**The problem:**
If a line in the data contains "this", copy it out.

Extracted records
Start of Block

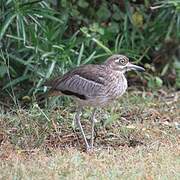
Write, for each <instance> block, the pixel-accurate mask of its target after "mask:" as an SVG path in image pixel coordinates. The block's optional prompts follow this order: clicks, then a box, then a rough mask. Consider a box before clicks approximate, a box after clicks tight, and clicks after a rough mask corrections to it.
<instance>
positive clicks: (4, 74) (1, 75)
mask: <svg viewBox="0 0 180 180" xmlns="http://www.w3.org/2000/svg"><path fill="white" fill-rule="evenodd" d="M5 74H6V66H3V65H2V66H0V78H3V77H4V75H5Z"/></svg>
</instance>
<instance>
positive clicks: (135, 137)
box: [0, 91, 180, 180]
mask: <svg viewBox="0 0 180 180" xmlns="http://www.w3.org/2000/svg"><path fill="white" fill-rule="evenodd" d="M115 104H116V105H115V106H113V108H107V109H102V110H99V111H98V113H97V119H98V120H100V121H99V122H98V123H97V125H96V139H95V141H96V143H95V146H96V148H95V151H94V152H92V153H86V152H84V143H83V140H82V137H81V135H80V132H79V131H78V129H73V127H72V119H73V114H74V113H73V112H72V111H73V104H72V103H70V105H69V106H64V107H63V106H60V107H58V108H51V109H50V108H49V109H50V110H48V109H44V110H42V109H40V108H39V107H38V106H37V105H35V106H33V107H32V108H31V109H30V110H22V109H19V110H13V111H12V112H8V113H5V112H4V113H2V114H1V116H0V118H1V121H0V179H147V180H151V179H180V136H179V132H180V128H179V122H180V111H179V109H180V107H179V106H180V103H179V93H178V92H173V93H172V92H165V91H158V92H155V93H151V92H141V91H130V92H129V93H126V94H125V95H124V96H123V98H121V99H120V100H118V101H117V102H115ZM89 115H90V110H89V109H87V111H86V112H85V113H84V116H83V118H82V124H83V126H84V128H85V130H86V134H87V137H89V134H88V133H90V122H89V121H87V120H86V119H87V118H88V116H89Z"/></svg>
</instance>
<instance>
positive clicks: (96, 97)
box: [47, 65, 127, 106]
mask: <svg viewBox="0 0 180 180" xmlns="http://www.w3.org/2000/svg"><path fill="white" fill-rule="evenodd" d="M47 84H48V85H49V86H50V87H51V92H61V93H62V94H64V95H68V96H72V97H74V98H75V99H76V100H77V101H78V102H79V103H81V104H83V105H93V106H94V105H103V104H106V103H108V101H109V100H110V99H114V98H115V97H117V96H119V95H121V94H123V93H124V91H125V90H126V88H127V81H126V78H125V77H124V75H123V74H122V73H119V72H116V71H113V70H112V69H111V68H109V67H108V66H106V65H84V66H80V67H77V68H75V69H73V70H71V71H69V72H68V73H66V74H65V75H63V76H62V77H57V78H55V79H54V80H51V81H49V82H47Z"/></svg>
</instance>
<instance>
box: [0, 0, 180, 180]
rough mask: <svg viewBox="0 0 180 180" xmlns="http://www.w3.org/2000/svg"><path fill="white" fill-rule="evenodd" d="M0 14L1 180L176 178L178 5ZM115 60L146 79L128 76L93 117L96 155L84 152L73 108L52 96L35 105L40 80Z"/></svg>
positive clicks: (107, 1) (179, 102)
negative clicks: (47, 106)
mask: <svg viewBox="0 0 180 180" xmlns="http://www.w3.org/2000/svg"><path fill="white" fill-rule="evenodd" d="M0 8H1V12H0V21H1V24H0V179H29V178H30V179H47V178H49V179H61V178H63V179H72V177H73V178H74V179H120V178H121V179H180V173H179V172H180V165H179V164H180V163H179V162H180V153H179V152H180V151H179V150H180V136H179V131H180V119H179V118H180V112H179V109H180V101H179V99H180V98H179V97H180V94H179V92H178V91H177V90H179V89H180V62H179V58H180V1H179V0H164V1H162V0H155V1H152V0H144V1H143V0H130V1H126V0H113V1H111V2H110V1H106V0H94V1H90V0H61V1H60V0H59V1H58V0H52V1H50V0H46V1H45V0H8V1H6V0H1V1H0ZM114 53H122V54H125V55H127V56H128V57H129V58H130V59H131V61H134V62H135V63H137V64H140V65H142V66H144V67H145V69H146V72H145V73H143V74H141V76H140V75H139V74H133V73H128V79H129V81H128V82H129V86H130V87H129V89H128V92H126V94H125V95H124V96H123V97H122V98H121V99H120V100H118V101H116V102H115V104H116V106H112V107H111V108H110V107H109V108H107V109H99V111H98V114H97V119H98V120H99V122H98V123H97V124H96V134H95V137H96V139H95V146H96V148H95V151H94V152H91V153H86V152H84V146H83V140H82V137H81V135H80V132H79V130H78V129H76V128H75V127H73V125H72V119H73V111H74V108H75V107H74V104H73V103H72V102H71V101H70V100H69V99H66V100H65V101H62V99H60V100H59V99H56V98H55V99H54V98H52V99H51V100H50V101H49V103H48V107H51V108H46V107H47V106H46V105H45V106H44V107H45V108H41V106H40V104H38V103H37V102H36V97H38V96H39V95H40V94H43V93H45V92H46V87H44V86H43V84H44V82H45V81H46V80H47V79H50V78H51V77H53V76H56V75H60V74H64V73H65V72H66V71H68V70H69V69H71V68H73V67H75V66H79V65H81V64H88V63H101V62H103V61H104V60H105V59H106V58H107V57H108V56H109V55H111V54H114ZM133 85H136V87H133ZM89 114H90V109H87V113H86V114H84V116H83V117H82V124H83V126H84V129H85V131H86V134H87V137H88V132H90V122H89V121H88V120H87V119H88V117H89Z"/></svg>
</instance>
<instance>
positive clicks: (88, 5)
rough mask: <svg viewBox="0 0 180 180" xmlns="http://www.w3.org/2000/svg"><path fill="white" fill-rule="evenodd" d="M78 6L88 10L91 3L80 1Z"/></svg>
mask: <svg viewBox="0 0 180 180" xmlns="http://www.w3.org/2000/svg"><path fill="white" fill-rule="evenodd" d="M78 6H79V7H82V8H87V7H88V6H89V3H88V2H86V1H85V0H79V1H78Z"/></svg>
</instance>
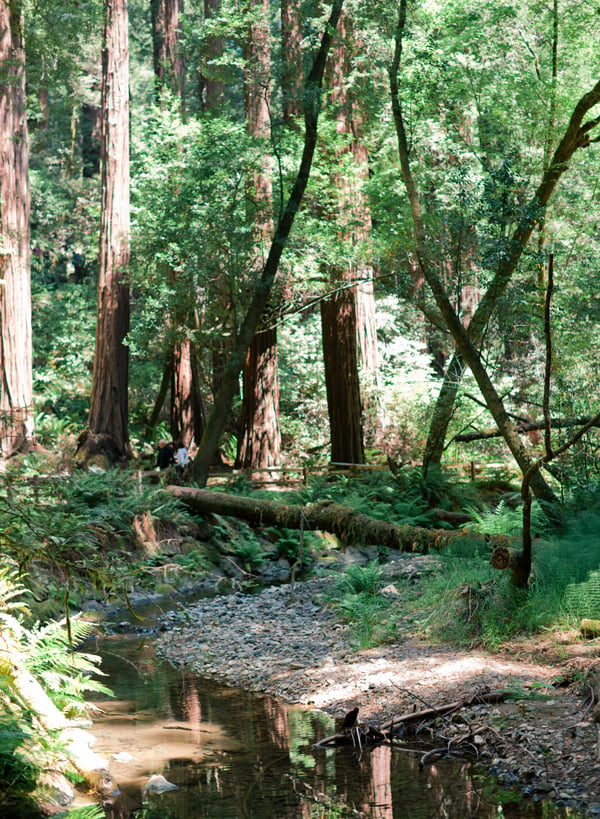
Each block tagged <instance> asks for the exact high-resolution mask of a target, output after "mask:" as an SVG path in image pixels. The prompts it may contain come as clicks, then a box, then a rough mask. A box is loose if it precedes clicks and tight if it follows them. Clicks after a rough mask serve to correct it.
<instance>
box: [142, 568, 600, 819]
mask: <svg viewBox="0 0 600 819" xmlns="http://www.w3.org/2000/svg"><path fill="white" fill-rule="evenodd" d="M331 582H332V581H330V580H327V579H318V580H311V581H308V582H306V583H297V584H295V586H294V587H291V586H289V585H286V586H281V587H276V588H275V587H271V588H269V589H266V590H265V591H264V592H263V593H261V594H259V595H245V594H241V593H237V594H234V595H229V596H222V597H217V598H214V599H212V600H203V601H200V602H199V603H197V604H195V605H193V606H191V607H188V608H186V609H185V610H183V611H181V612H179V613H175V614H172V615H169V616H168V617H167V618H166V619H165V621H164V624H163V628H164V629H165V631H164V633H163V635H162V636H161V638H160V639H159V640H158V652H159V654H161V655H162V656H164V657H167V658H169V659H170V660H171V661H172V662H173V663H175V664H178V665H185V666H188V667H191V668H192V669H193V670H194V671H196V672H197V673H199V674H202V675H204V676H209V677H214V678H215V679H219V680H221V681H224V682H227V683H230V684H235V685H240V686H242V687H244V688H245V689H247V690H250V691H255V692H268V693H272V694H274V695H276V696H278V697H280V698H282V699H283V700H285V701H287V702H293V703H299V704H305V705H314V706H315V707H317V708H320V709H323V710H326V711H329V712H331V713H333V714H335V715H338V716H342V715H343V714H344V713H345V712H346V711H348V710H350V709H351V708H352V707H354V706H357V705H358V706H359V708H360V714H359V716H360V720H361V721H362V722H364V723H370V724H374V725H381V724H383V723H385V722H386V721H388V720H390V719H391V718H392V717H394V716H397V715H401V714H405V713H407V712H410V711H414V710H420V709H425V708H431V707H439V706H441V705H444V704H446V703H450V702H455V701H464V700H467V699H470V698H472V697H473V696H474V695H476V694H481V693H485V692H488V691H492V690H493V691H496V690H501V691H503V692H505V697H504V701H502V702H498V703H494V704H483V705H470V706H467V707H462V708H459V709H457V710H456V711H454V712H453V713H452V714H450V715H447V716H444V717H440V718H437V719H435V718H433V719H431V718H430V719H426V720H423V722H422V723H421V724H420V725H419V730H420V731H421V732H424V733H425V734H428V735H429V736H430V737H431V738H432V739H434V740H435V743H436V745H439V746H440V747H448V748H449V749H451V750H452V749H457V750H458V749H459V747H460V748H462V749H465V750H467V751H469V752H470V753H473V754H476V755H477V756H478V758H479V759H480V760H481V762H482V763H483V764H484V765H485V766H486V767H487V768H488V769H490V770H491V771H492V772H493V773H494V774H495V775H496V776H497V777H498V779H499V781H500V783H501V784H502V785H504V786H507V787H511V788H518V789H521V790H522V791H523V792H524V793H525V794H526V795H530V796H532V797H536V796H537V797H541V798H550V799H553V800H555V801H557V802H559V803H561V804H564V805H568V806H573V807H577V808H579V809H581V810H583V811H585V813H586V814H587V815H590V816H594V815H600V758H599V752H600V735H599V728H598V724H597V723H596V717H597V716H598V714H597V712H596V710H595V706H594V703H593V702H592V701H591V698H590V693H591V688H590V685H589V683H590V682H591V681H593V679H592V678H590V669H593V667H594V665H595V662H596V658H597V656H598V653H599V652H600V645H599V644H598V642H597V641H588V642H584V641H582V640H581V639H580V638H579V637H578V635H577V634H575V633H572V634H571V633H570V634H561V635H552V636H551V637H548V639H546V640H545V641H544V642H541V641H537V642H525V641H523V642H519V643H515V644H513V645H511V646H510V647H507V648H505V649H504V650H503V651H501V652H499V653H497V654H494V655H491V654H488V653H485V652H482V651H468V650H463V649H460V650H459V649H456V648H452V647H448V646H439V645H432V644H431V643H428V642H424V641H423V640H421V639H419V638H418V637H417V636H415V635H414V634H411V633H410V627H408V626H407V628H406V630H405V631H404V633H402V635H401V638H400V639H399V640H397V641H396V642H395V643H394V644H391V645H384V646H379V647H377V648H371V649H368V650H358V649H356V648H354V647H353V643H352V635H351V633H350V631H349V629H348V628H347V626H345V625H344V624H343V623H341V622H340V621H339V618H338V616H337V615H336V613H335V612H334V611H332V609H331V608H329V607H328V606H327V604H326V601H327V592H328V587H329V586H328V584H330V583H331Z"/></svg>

End of Block
Start of Block

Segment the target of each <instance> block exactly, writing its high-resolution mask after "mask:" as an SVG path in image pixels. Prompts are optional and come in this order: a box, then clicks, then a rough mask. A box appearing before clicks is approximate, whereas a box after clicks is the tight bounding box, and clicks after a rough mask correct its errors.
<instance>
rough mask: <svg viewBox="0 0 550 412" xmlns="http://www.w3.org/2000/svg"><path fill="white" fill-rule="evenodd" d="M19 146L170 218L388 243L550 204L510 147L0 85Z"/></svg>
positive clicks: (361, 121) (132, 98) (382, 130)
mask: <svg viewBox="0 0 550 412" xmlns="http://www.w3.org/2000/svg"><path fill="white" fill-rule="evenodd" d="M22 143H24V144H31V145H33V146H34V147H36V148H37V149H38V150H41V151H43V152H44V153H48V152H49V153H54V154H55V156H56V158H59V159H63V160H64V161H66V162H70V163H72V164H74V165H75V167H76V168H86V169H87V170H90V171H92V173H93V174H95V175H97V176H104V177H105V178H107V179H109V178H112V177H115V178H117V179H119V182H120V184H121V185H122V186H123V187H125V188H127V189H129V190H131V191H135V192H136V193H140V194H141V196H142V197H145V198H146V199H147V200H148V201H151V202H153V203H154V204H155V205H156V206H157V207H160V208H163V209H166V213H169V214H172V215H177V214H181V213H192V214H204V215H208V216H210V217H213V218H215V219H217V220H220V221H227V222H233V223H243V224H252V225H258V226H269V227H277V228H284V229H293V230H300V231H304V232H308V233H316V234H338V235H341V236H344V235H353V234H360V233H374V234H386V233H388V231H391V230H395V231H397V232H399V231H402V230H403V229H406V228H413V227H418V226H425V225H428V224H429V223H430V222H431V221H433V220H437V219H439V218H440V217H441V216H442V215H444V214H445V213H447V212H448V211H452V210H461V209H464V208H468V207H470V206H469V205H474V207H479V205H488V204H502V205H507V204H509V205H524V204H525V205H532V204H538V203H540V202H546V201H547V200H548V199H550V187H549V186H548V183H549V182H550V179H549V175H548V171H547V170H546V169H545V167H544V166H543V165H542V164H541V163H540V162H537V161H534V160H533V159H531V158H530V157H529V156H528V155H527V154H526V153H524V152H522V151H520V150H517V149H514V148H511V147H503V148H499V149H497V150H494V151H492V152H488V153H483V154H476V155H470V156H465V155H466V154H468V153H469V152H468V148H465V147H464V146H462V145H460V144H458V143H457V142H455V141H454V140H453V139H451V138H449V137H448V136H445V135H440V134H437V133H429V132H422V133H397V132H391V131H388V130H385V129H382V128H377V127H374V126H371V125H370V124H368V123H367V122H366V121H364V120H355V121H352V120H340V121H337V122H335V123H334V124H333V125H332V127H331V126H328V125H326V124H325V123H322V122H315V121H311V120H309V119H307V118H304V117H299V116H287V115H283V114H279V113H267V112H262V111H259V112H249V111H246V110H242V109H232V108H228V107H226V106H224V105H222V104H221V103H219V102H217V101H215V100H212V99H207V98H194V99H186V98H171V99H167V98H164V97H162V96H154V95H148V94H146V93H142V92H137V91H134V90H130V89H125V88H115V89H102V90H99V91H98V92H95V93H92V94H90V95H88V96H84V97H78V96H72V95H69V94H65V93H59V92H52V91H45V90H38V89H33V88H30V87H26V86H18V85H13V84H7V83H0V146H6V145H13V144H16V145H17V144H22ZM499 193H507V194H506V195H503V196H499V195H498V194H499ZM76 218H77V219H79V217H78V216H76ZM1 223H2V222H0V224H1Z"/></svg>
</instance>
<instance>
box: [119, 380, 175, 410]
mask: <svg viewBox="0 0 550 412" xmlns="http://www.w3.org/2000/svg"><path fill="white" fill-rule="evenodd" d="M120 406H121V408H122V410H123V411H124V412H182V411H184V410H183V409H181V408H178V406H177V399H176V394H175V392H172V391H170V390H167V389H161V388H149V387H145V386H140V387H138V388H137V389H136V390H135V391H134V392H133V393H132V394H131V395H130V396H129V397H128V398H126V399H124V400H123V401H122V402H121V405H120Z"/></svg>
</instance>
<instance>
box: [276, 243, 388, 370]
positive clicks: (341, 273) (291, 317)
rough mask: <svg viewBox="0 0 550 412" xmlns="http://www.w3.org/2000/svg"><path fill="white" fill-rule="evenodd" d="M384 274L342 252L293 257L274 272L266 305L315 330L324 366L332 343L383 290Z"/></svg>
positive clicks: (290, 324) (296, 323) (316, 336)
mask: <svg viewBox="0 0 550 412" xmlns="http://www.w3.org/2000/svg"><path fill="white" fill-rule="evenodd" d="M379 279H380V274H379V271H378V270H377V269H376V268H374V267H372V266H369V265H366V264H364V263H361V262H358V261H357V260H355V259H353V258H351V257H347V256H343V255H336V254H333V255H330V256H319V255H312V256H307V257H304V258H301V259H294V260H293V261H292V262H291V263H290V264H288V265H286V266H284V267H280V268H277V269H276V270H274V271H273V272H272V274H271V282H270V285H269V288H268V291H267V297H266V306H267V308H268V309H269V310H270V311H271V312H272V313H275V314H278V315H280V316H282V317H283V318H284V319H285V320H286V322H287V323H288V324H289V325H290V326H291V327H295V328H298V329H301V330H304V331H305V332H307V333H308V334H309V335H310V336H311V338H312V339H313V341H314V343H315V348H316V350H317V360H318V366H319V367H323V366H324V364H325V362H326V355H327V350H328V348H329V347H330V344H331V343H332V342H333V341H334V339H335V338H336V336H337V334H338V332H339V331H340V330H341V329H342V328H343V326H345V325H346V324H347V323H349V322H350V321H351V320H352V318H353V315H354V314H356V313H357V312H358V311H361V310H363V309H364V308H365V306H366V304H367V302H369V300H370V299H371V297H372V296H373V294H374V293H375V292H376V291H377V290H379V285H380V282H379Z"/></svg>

End of Block

**Response:**
Write, for each <instance> block, the pixel-accurate mask of its target after "mask:" as an SVG path in image pixel coordinates. The block's optional prompts follow this order: clicks, then a box, then a rough mask. Consider a box before clicks approximate, a box after clicks tight, and clicks after a rough mask corrections to it.
Segment the target of each <instance> block exactly, writing its high-resolution mask after "mask:" as an SVG path in image pixels. Prompts are optional and come in this order: a box, then clicks, then a rough mask. A box appearing before clicks is approximate, whereas a box after clicks is the tight bounding box, and clicks after a rough mask correct its errors.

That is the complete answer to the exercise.